Align barplot with boxplot in R

1.7k views Asked by At

I would like to plot a distribution of counts using the barplot function in R, and underlay it with a boxplot to include information on median, quartiles, and outliers. A not-too-elegant solution for this has been found for histogram and boxplots: http://rgraphgallery.blogspot.com/2013/04/rg-plotting-boxplot-and-histogram.html.

There are many places online where one can find the argument being made that numerical data should be plotted with histograms while categorical data should be plotted with bar plots. My data are numerical, and in fact on a ratio scale (as they are counts), but because they are discrete, I want columns with gaps, not columns that touch, which seems to be the only option for histogram().

I currently have the following, but bar- and boxplot do not align quite perfectly:

set.seed(476372)

- **DATASET ROWS**
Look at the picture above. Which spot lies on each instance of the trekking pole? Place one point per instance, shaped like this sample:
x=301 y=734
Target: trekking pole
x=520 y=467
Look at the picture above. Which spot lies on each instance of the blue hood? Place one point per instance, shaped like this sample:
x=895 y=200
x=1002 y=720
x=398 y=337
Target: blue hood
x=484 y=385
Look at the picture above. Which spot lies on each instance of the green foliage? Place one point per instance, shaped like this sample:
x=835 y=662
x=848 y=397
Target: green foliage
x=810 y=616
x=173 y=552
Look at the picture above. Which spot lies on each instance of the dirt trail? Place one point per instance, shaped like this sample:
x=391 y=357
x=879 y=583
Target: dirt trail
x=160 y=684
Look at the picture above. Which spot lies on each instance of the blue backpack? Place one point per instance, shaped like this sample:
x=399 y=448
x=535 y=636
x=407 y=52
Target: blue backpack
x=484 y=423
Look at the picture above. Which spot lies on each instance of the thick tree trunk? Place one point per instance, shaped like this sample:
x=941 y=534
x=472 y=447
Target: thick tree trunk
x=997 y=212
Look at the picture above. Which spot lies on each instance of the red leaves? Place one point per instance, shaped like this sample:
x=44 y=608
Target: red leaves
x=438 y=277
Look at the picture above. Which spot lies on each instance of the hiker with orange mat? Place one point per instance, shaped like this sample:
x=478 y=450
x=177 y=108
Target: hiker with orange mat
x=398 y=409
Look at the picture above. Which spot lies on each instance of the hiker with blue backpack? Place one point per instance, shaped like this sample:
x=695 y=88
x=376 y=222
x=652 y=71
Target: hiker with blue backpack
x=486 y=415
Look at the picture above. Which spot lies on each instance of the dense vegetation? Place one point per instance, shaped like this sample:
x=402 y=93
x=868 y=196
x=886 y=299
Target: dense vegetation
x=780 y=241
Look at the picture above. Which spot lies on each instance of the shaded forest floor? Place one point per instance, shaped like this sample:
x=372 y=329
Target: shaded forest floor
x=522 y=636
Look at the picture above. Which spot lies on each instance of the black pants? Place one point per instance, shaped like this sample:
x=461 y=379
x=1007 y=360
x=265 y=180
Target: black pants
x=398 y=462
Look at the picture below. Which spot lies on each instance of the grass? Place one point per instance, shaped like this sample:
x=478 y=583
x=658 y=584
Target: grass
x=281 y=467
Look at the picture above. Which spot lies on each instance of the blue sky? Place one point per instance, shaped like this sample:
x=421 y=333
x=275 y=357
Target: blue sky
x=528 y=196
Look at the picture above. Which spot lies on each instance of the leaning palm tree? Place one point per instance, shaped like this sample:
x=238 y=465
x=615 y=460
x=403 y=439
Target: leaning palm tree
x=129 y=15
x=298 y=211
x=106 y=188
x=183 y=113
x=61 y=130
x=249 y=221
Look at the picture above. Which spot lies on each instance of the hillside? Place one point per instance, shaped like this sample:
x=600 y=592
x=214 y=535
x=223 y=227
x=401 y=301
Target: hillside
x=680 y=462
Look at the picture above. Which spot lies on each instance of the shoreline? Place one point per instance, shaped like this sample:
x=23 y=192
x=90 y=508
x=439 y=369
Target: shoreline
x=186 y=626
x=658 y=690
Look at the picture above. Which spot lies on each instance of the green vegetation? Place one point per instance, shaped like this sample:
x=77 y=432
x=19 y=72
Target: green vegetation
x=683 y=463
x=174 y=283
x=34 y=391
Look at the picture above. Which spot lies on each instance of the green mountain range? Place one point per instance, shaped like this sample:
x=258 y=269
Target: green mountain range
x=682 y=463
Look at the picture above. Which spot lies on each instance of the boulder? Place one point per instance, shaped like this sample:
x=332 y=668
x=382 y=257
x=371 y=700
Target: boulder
...
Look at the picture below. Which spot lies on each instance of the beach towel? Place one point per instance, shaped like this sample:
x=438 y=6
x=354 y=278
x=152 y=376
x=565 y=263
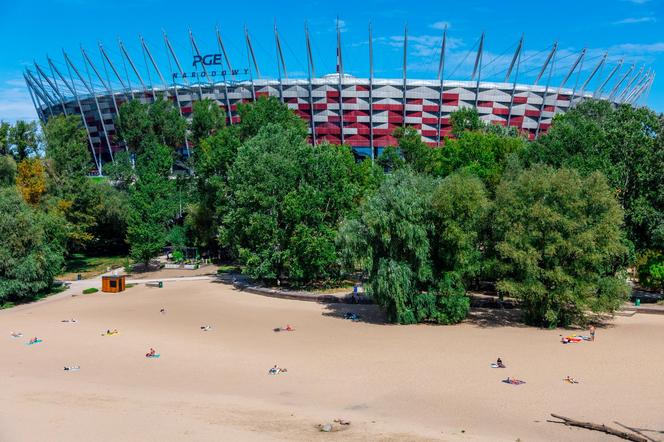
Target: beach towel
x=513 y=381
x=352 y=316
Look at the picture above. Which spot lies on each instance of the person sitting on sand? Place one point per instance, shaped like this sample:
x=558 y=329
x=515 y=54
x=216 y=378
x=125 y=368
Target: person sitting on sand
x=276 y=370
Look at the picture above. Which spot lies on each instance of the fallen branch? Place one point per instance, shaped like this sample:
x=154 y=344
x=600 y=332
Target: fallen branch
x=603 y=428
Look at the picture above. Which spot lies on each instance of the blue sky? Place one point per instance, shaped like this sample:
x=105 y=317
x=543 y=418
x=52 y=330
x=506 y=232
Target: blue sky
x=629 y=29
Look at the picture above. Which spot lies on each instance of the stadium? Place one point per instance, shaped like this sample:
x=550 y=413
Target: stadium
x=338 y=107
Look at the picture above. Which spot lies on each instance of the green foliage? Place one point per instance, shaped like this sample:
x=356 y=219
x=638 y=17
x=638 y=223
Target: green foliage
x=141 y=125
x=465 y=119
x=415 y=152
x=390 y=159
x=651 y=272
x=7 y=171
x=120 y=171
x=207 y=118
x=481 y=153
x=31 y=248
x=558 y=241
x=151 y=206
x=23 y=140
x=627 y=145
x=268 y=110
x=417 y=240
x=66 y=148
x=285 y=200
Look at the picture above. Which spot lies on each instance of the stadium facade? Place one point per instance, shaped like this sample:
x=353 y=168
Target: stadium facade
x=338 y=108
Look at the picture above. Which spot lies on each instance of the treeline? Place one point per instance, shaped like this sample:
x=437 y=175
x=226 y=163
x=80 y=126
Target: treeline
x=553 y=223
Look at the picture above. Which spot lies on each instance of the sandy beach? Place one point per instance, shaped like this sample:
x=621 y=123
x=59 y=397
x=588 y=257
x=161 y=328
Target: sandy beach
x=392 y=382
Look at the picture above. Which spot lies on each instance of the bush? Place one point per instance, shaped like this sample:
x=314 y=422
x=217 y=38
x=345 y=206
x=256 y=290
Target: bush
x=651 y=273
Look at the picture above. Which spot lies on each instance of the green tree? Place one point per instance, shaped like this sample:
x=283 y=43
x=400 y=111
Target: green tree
* * *
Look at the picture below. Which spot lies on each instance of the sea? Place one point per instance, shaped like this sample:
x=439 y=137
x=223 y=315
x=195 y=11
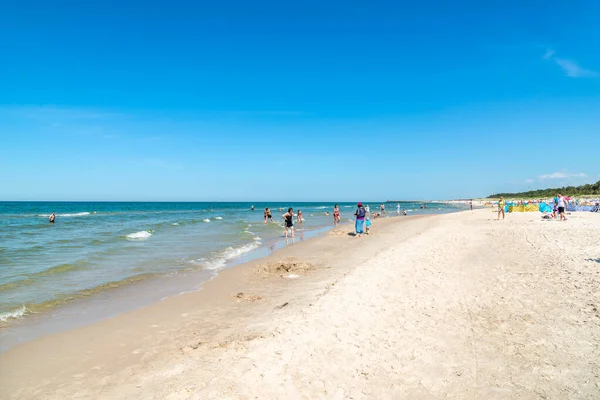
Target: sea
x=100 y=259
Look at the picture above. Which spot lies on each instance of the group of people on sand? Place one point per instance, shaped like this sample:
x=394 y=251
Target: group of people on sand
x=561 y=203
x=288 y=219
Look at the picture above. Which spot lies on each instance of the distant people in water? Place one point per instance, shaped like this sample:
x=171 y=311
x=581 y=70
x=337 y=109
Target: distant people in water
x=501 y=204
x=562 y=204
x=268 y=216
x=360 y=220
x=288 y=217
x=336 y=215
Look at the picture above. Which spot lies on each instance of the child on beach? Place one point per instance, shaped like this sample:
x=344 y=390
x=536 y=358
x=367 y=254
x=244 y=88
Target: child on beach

- **TASK GOAL**
Reproduce word for word the stretch of the barplot and boxplot question from "Align barplot with" through "set.seed(476372)".

- **COMPLETED EXERCISE**
Align barplot with boxplot in R

1.7k views Asked by At

I would like to plot a distribution of counts using the barplot function in R, and underlay it with a boxplot to include information on median, quartiles, and outliers. A not-too-elegant solution for this has been found for histogram and boxplots: http://rgraphgallery.blogspot.com/2013/04/rg-plotting-boxplot-and-histogram.html.

There are many places online where one can find the argument being made that numerical data should be plotted with histograms while categorical data should be plotted with bar plots. My data are numerical, and in fact on a ratio scale (as they are counts), but because they are discrete, I want columns with gaps, not columns that touch, which seems to be the only option for histogram().

I currently have the following, but bar- and boxplot do not align quite perfectly:

set.seed(476372)